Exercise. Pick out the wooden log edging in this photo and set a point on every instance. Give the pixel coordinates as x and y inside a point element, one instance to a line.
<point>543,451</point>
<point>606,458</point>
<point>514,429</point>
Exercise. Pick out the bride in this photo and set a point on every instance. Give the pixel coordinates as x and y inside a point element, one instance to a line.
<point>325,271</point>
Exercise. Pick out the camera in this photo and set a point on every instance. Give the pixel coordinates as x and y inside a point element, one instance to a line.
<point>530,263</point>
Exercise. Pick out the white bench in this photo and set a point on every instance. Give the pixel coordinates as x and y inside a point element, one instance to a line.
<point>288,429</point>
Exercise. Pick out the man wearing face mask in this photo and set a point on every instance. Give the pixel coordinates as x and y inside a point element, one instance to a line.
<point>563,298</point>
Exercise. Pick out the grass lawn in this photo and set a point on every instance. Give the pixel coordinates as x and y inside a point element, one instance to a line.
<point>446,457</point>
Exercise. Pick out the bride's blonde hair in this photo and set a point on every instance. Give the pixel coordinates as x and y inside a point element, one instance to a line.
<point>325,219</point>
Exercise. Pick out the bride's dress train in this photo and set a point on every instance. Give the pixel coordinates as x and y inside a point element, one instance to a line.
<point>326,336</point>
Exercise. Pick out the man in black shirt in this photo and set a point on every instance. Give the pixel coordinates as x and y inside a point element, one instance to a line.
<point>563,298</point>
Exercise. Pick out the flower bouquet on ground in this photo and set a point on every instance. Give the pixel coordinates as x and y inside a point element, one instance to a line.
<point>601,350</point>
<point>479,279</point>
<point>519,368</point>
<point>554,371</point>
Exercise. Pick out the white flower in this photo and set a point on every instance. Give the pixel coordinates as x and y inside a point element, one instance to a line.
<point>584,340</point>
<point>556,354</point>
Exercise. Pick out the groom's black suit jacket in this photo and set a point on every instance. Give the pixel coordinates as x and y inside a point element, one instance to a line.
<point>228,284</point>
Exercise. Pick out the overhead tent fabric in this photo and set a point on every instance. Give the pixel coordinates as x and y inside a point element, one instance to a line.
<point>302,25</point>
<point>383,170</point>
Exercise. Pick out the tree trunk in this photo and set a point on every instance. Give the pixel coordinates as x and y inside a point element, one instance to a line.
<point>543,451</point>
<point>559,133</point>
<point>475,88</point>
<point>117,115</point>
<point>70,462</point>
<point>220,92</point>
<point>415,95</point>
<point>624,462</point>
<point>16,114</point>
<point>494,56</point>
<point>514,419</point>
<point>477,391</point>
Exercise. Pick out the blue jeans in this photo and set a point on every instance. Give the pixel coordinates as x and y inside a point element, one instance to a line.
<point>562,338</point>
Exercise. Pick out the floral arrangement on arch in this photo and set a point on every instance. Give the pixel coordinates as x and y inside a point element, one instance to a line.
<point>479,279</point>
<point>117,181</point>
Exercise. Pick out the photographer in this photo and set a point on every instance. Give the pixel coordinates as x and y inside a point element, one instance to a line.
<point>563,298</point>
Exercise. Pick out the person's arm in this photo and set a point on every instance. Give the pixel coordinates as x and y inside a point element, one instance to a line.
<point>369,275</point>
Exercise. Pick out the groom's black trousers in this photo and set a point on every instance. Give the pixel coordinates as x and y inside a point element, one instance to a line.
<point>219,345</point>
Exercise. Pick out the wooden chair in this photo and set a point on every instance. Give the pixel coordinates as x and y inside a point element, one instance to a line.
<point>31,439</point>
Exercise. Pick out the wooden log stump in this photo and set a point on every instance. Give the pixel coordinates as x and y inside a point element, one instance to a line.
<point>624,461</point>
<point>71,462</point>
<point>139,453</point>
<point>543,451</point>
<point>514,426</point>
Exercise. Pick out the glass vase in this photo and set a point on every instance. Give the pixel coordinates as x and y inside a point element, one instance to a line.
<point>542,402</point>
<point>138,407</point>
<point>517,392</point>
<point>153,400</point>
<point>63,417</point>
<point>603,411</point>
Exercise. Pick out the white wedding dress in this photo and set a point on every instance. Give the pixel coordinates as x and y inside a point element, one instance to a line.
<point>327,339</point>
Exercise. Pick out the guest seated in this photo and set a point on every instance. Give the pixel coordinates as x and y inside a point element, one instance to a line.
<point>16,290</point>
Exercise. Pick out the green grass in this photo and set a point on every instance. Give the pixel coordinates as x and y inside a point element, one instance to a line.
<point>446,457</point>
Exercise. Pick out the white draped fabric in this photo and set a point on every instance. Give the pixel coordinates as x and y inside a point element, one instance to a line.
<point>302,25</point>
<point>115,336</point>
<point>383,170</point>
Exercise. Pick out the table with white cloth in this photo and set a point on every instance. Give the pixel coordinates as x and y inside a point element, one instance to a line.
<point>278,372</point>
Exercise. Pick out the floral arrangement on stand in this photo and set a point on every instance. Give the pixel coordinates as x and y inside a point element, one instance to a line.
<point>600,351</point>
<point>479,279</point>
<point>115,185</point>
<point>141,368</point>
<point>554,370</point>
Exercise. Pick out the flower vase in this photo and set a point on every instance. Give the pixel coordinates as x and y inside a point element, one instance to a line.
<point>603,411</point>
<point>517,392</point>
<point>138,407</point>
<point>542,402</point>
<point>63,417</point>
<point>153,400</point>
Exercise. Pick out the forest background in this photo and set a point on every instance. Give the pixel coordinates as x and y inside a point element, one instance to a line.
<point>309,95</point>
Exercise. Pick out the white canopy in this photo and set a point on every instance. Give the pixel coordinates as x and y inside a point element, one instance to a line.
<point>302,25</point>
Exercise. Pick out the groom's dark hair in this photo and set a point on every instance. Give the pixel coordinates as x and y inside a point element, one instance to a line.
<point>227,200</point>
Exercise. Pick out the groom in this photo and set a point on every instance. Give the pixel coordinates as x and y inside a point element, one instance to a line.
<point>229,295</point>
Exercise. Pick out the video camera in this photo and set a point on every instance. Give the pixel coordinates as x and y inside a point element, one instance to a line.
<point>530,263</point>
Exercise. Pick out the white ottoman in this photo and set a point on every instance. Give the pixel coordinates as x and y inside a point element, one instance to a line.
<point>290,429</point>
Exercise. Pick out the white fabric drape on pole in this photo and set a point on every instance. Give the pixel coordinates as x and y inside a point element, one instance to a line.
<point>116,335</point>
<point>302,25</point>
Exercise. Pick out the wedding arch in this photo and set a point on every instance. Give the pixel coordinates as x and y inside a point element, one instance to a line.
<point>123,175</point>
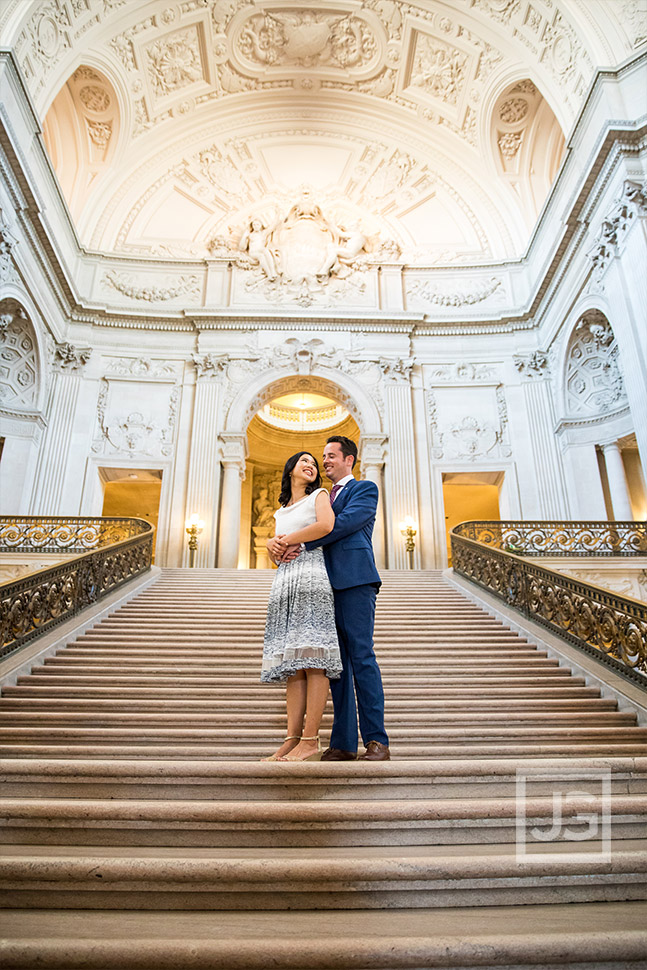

# AIM OF THE EXERCISE:
Rewrite every one of the entries above with "Pick out" swapped for "Locate" throughout, keeping everything else the same. Leave the pictures out.

# EXERCISE OUTPUT:
Exercise. Locate the wooden log edging in this photo and set a point on every instance. Give the pixel coordinates as x and y inside a point element, one instance to a line.
<point>543,451</point>
<point>606,458</point>
<point>514,429</point>
Exercise. Locate the bride in this photo and set a point on every instance. Give the pixel coordinates as x and y inside a point element, one instance to a line.
<point>325,271</point>
Exercise. Locate the camera in this photo and set a point on every instance. Give the pixel coordinates as x and y inside a point element, one instance to a line.
<point>530,263</point>
Exercise. Locate the white bench in this photo and set a point on every instance. Give the pixel coordinates as x and y inside a point element, one instance to a line.
<point>288,429</point>
Exercise. Locate the man wearing face mask in this photo and set a point on every instance. Give the pixel coordinates as x and y inside a point element, one instance to a line.
<point>563,298</point>
Exercise. Locate the grass lawn in this photo and set a point on every instance. Give the pixel coordinates as x and y inside a point element, one instance to a line.
<point>446,457</point>
Exercise. Locate the bride's blonde hair in this photo and set a point on every instance. Give the pixel coordinates as x and y inside a point element, one instance to a line.
<point>325,219</point>
Exercise. Locate the bride's dress train in this photo and set a point on every instance. Give the pixel coordinates as x and y inside a point element, one instance to a line.
<point>326,336</point>
Exercise. Locate the man in black shirt in this photo and set a point on every instance. Give the pixel coordinates as x and y inside a point element, one instance to a line.
<point>563,298</point>
Exercise. Locate the flower bouquet on ground in this photo and set a point on every instance. Give the pixel coordinates as x and y inside a point element, one instance to a line.
<point>601,350</point>
<point>479,279</point>
<point>519,368</point>
<point>554,371</point>
Exercise. Locate the white flower in this photo and set a point on every instance. Give the pixel coordinates as x and y inside a point element, one instance to a line.
<point>584,340</point>
<point>556,354</point>
Exercise. Locate the groom's black suit jacket in this photo and set a point on every instance. Give the pixel coordinates as x and y inside a point element, one instance to a line.
<point>228,284</point>
Exercise. Locate the overhead tent fabric in this photo and set a point on every instance. Give the pixel coordinates as x and y inside a point element, one instance to a line.
<point>302,25</point>
<point>383,170</point>
Exercise. Locate the tree trunk in this photo and set a point on every instance. Give the pixel coordinates as x and y inside a point element, one instance to a line.
<point>543,451</point>
<point>559,133</point>
<point>475,88</point>
<point>117,115</point>
<point>70,462</point>
<point>220,92</point>
<point>415,95</point>
<point>624,462</point>
<point>16,114</point>
<point>494,56</point>
<point>514,419</point>
<point>477,391</point>
Exercise. Locate the blue jeans in this photo and set a point on every instance. Give the pixel coordinates as x and y inside a point element, one instance to a line.
<point>562,338</point>
Exercise. Locate the floral arrangement on arch in this photo and set a point on every instance. Give the pixel coordinates as x and y inside a point element, one instance to a line.
<point>479,279</point>
<point>117,181</point>
Exercise. Locate the photographer in this photo and set a point on every instance. Give the pixel coordinates as x and y inside a point element, one instance to a line.
<point>563,298</point>
Exercise. Locate the person's arm in this photo and set a point on every instance. Give the pixel coordinates as x and y inside a point element, one instance to a line.
<point>369,275</point>
Exercise. Locate the groom's black trousers in this photo and set a point on every instance. Give the pixel coordinates as x and y inside a point element, one instance to a line.
<point>219,345</point>
Exercise. Locate the wooden chair in this photo and set a point on every instance. Give the pixel coordinates as x and y inside a point element, one instance to a line.
<point>31,439</point>
Exercise. Locate the wooden log stump in this photo and set a point on every instance. Give the pixel coordinates as x and y inside a point element, one instance to a line.
<point>624,461</point>
<point>71,462</point>
<point>139,453</point>
<point>543,451</point>
<point>514,426</point>
Exercise. Locate the glass vase in this photo and set a point on every instance. Give the pixel coordinates as x and y inside a point element, one instance to a line.
<point>542,402</point>
<point>138,407</point>
<point>517,392</point>
<point>153,400</point>
<point>63,417</point>
<point>603,411</point>
Exercise. Locate the white wedding dress in this photo and set a point on every instance. Give the pixel coordinates as x and y inside a point element, one instance to a line.
<point>327,339</point>
Exercise. Locate the guest seated in this photo and set a point on every instance. Give the pixel coordinates as x and y inside a point element, one instance to a line.
<point>16,290</point>
Exercise. Locate the green grass in this photo and set a point on every instance. Give the pixel coordinates as x and y inside a point element, one instance to a line.
<point>446,457</point>
Exercise. Locate the white draped fabric in this photo and set a point on every instance. Give the pixel coordinates as x and y inside a point element, one instance to a line.
<point>302,25</point>
<point>115,336</point>
<point>383,170</point>
Exercise. Locate the table with white cloth in this photo and set a point on every instance. Give the pixel coordinates as x and y inside a point element, one instance to a line.
<point>278,372</point>
Exercise. Locate the floral arrangement on stand in this photo and set a point on every instance. Give the pixel coordinates as x and y inside a point element, one instance to a line.
<point>600,351</point>
<point>479,279</point>
<point>115,185</point>
<point>141,368</point>
<point>554,370</point>
Exercise. Locate the flower vase in this photo and set a point on every instance. Give the pixel coordinates as x and y inside a point element, one instance to a line.
<point>603,411</point>
<point>517,392</point>
<point>138,407</point>
<point>542,402</point>
<point>63,417</point>
<point>153,400</point>
Exercise. Locate the forest background in this photo and set a point on every instance. Give the pixel coordinates as x and y inside a point element, one instance to a line.
<point>309,95</point>
Exercise. Locate the white canopy in this photo and set a point on every instance. Give the pixel coordinates as x and y inside a point element, one instance to a line.
<point>302,25</point>
Exercise. Locate the groom's dark hair in this photo and set a point on every instance. Give the pixel coordinates as x and y inside a point element, one instance to a line.
<point>227,200</point>
Exercise. Locate the groom in this photo and set a point on every instance. Give the pixel coordinates as x and y inside a point element, one instance to a line.
<point>229,295</point>
Exercise. Locate the video camera in this photo and set a point on every instance. Give the pixel coordinates as x and y inside a point element, one instance to a line.
<point>530,263</point>
Exercise. Locate the white ottoman in this photo and set a point on every instance. Give the pixel coordinates as x and y inside a point element, one instance to a line.
<point>290,429</point>
Exercise. Locate the white fabric drape on pole in this photo and set a point on every instance. Give the pixel coordinates as x and y inside a point element, one instance to a line.
<point>116,335</point>
<point>302,25</point>
Exercise. Locate the wedding arch in this photo and set a point on every instance. Give the pixel coordinates as x and y inside a point element, one instance to a line.
<point>123,175</point>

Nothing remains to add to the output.